** What needs to be done **
Rewrite the part of the records that opens with the line containing "Highlight the sleeve." and runs through the end of the records, replacing "laptop" with "notebook" and leaving everything else unchanged.

-- Begin Dataset excerpts --

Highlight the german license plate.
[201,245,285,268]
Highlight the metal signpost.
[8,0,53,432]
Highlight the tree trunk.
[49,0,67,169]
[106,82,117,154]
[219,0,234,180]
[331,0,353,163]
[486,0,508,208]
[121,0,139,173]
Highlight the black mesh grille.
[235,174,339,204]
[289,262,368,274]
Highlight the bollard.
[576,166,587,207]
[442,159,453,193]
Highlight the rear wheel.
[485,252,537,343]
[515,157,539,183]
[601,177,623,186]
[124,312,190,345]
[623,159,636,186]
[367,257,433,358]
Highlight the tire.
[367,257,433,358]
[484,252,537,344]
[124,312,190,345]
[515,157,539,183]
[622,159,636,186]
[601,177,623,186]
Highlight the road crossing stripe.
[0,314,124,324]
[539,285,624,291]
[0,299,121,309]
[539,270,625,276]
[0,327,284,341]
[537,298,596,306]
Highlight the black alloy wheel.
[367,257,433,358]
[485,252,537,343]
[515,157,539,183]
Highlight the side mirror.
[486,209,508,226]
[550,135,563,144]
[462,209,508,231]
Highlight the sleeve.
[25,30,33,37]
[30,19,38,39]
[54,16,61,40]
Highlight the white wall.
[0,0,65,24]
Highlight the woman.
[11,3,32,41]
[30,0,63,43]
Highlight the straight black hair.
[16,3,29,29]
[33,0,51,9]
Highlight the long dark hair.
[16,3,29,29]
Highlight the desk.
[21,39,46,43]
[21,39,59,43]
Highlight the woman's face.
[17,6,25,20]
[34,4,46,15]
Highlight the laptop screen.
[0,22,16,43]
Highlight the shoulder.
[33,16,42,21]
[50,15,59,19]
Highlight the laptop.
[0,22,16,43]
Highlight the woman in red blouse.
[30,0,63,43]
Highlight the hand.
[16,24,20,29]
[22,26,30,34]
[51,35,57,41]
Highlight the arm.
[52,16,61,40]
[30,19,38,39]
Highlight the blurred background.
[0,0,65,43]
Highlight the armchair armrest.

-- End Dataset excerpts --

** Task solution **
Highlight the sleeve.
[25,30,33,37]
[30,19,38,39]
[54,16,61,40]
Highlight the white wall.
[0,0,65,24]
Highlight the woman.
[11,3,32,41]
[30,0,63,43]
Highlight the straight black hair.
[16,3,29,29]
[33,0,51,9]
Highlight the long dark hair.
[16,3,29,29]
Highlight the desk.
[21,39,46,43]
[21,39,59,43]
Highlight the woman's face.
[17,6,25,20]
[34,4,46,15]
Highlight the notebook screen.
[0,22,16,43]
Highlight the shoulder.
[33,16,42,21]
[50,15,59,19]
Highlight the notebook.
[0,22,16,43]
Highlight the woman in red blouse.
[30,0,63,43]
Highlight the hand.
[16,24,20,29]
[22,26,30,34]
[51,35,57,41]
Highlight the arm.
[52,16,61,40]
[30,19,38,39]
Highlight the blurred background.
[0,0,65,43]
Highlight the armchair armrest.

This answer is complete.